EXERCISE INPUT →
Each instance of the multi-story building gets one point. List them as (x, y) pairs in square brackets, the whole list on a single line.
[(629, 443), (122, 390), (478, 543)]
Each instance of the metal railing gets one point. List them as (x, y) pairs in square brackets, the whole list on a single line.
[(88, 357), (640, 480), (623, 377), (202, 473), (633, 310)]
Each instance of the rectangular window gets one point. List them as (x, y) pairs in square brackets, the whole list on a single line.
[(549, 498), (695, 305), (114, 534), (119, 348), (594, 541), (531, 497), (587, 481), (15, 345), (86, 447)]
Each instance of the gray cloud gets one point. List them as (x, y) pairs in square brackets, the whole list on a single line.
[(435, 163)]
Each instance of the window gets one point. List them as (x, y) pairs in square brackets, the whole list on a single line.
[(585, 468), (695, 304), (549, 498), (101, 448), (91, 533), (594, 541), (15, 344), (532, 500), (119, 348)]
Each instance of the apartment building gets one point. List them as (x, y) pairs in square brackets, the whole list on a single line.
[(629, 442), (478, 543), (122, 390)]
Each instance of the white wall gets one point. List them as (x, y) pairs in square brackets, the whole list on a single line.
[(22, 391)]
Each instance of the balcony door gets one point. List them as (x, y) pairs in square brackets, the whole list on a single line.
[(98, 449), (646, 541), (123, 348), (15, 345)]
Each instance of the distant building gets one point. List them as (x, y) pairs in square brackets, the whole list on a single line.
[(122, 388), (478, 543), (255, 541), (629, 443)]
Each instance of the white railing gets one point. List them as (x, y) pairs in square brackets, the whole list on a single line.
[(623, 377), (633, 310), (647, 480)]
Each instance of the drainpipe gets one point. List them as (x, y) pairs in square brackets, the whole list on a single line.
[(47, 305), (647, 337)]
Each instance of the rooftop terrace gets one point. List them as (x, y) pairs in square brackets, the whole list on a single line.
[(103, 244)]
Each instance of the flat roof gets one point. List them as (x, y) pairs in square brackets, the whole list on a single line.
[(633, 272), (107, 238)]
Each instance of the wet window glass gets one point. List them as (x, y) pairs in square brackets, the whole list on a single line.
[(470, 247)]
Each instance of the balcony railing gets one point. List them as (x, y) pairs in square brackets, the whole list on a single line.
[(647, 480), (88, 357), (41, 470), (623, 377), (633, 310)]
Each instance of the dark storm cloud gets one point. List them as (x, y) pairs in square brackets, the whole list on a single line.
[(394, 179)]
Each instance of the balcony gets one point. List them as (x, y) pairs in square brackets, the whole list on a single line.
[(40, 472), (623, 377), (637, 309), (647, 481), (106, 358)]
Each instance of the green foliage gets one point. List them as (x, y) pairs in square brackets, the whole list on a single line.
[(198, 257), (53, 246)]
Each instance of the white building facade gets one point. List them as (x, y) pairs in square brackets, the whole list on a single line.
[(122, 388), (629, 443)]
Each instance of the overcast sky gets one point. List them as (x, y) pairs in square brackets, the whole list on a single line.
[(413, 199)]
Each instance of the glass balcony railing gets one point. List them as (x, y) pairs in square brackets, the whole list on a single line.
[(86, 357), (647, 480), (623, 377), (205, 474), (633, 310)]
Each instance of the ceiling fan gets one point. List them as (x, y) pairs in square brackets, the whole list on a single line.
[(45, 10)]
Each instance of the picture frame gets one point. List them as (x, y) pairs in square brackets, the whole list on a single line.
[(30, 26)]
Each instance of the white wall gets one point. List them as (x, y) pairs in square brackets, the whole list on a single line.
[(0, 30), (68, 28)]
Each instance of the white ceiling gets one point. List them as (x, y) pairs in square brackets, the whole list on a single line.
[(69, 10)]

EXERCISE OBJECTIVE →
Please write out all of the records above, character for character.

EXPECTED ANSWER →
Each instance of the multi-story building gets one point. List them as (x, y) pairs in square brackets, the whole list on a single line.
[(629, 443), (122, 390), (478, 543)]
Each instance of the metal railing gets one point. List them as (x, y) pairs in square brackets, the whole list on a single line.
[(88, 357), (640, 480), (623, 377), (202, 473), (633, 310)]
Each instance of the rectangular window gets one point. List them as (x, y) pairs in square brackets, the whole list on a single line.
[(549, 498), (695, 305), (114, 534), (119, 348), (594, 541), (531, 497), (587, 481), (15, 345), (86, 447)]
Each instance of the gray cloud gets one point. List them as (x, y) pairs in square brackets, the whole list on a single line.
[(435, 163)]
Each instance of the window gets one point. List them as (x, y) pairs in square brackets, the whole list on a single line.
[(585, 468), (695, 304), (549, 498), (101, 448), (91, 533), (594, 541), (15, 344), (532, 500), (119, 348)]
Each instance of the apartment building gets one point. List them as (x, y) pairs in square brackets, the whole list on a single line.
[(629, 442), (478, 543), (122, 390)]
Each instance of the white wall gets one point. List them as (x, y) pairs in square brackets, the whole list on a single line.
[(22, 391)]
Each instance of the balcony door gets one point. List them as (x, y) pairs in square brackets, the whole list on a single line.
[(98, 449), (646, 541), (123, 348), (15, 345)]
Each instance of the distant building gets one point. List them as (x, y) pairs in square brackets, the whole list on a single line.
[(122, 388), (478, 543), (255, 541), (629, 443)]
Each instance of the white railing gets one point. List them as (x, y) pairs in square brackets, the whole list on a single line.
[(623, 377), (633, 310), (647, 480)]
Each instance of the drainpipe gets one point. List them as (x, y) pairs in square brackets, the whole list on a single line.
[(47, 305), (647, 337)]
Each instance of the rooftop terrace gets one point. List them as (x, y) pairs in square brackets, the whole list on a single line.
[(103, 244)]
Each instance of the flat roof gets one point. List them as (x, y) pairs in square brackets, the whole list on a single line.
[(633, 272), (107, 238)]
Each instance of the wet window glass gets one point. List them as (x, y) pairs in square brackets, the whole list on a single line.
[(470, 247)]
Each instance of the balcony railing gets one point. List them as (x, y) pairs in square brackets, the whole list on a single line.
[(647, 480), (88, 357), (41, 470), (623, 377), (633, 310)]
Each instance of the dark storm cloud gets one point. List them as (x, y) pairs in square brackets, the whole list on a single line.
[(394, 179)]
Each instance of the balcony gets one point. List them as (x, y) pairs in square brackets, the whole list on a single line.
[(40, 472), (623, 377), (637, 309), (647, 481), (106, 358)]
Each instance of the green foliage gets one point. List them as (x, y) pairs in square brackets, the whole list on a single line.
[(198, 257), (53, 246)]
Each instance of the white building facade gets one point. List them as (x, y) pairs in square brackets, the whole list on a single line.
[(122, 388), (629, 443)]
Each instance of the overcast sky gets one point. List them as (x, y) pairs in square brackets, the whole list on a single line.
[(413, 199)]
Each instance of the glass balcony railing gets one point. List them as (x, y) pairs in square brackets, the whole list on a single line.
[(86, 357), (647, 480), (623, 377), (205, 474), (633, 310)]
Each instance of the ceiling fan gets one point. List them as (x, y) pairs in square brackets, the whole list on a single line.
[(45, 10)]
Each instance of the picture frame gets one point. List them as (x, y) pairs in square brackets, the whole list on a single line.
[(30, 26)]
Each instance of the white wall gets one point. List them as (x, y) pairs in square brackets, the whole list on a single line.
[(0, 30), (68, 28)]
Each instance of the white ceiling gets one point. List them as (x, y) pairs in square brackets, the whole list on a single line.
[(69, 10)]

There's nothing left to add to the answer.